-- Start of Text segment --
Kubernetes Resource Management: Requests, Limits, ResourceQuota, and LimitRange

If you run Kubernetes long enough, you will eventually hit one of these two problems. Either a single misbehaving pod eats all the memory on a node and takes down everything scheduled next to it, or the scheduler refuses to place your pods even though kubectl top nodes says there is plenty of room. Both problems come from the same root cause: Kubernetes does not know how much CPU and memory your containers actually need unless you tell it.

That is what resource requests and limits are for. They are the contract between your workload and the scheduler. Get them right and the cluster packs pods efficiently, protects healthy workloads from noisy neighbors, and keeps nodes stable under pressure. Get them wrong, or skip them entirely, and you invite random OOMKilled events, mysterious CPU throttling, and unschedulable pods.
-- End of Text segment --
**Instructions**:
(a) Answer these questions from the Kubernetes resource management text:
(i) Which command does the text say can show plenty of room even while the scheduler refuses to place pods?
(ii) What does the text call the contract between a workload and the scheduler?
(iii) Which three outcomes does the text say are invited by getting requests and limits wrong or skipping them?
(b) Reproduce the passage of the Kubernetes resource management text that begins at the words "If you run Kubernetes" and stops after "and unschedulable pods.".
-- Start of Data excerpts --
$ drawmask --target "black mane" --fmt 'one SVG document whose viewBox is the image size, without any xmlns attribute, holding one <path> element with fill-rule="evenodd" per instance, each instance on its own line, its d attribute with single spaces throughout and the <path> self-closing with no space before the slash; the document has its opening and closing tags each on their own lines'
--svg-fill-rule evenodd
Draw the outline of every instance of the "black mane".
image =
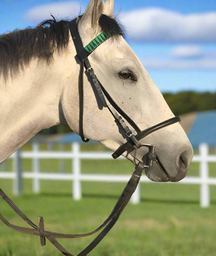
<svg viewBox="0 0 216 256">
<path fill-rule="evenodd" d="M 103 32 L 122 34 L 116 20 L 102 15 L 99 21 Z M 38 57 L 49 63 L 55 51 L 66 50 L 70 39 L 68 21 L 47 20 L 35 28 L 15 30 L 0 35 L 0 76 L 16 75 L 31 59 Z"/>
</svg>

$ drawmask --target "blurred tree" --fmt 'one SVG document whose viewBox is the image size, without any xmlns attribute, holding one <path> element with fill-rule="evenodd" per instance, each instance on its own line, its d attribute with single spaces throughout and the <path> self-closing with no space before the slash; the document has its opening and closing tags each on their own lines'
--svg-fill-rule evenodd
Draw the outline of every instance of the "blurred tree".
<svg viewBox="0 0 216 256">
<path fill-rule="evenodd" d="M 216 92 L 187 91 L 177 93 L 165 92 L 163 95 L 174 114 L 177 116 L 189 112 L 216 109 Z M 40 133 L 48 135 L 71 132 L 68 125 L 58 125 L 43 130 Z"/>
</svg>

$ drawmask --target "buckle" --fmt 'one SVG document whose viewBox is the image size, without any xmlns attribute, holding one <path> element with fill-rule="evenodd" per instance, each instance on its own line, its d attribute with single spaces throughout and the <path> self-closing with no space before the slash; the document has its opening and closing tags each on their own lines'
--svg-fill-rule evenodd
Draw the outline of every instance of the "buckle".
<svg viewBox="0 0 216 256">
<path fill-rule="evenodd" d="M 86 71 L 88 72 L 88 73 L 89 73 L 89 72 L 91 71 L 91 70 L 92 70 L 93 71 L 93 68 L 92 67 L 90 67 L 90 68 L 88 68 L 86 69 Z"/>
</svg>

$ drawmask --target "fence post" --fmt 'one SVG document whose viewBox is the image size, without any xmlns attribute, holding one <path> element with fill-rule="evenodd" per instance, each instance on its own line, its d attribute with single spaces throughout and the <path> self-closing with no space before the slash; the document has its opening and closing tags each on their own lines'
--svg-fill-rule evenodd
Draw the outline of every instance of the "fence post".
<svg viewBox="0 0 216 256">
<path fill-rule="evenodd" d="M 209 206 L 209 165 L 208 162 L 208 147 L 206 143 L 202 143 L 199 147 L 201 162 L 200 163 L 200 176 L 201 185 L 200 190 L 200 206 L 207 208 Z"/>
<path fill-rule="evenodd" d="M 14 160 L 14 172 L 15 178 L 14 179 L 14 193 L 19 196 L 22 193 L 22 164 L 21 158 L 21 149 L 19 149 L 15 153 Z"/>
<path fill-rule="evenodd" d="M 77 142 L 73 142 L 72 148 L 72 152 L 74 155 L 72 165 L 72 172 L 74 177 L 74 179 L 73 182 L 73 198 L 75 200 L 79 200 L 82 198 L 81 184 L 79 179 L 80 174 L 79 143 Z"/>
<path fill-rule="evenodd" d="M 33 170 L 34 174 L 35 175 L 33 178 L 33 191 L 38 194 L 40 192 L 40 180 L 37 176 L 40 172 L 39 169 L 39 160 L 38 156 L 37 156 L 37 153 L 39 152 L 39 144 L 35 141 L 33 142 L 32 145 L 32 149 L 34 152 L 33 158 L 32 160 Z"/>
<path fill-rule="evenodd" d="M 137 186 L 136 190 L 132 195 L 130 199 L 130 202 L 133 204 L 137 204 L 140 202 L 140 184 Z"/>
</svg>

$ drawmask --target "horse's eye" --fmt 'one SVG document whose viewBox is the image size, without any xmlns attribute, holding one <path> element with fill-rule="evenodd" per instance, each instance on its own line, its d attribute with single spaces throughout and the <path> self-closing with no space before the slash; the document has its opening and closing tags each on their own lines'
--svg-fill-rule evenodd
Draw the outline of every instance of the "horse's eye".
-- End of Data excerpts --
**Responses per task**:
(a)
(i) kubectl top nodes
(ii) Resource requests and limits
(iii) Random OOMKilled events, mysterious CPU throttling, and unschedulable pods

(b)
If you run Kubernetes long enough, you will eventually hit one of these two problems. Either a single misbehaving pod eats all the memory on a node and takes down everything scheduled next to it, or the scheduler refuses to place your pods even though kubectl top nodes says there is plenty of room. Both problems come from the same root cause: Kubernetes does not know how much CPU and memory your containers actually need unless you tell it.

That is what resource requests and limits are for. They are the contract between your workload and the scheduler. Get them right and the cluster packs pods efficiently, protects healthy workloads from noisy neighbors, and keeps nodes stable under pressure. Get them wrong, or skip them entirely, and you invite random OOMKilled events, mysterious CPU throttling, and unschedulable pods.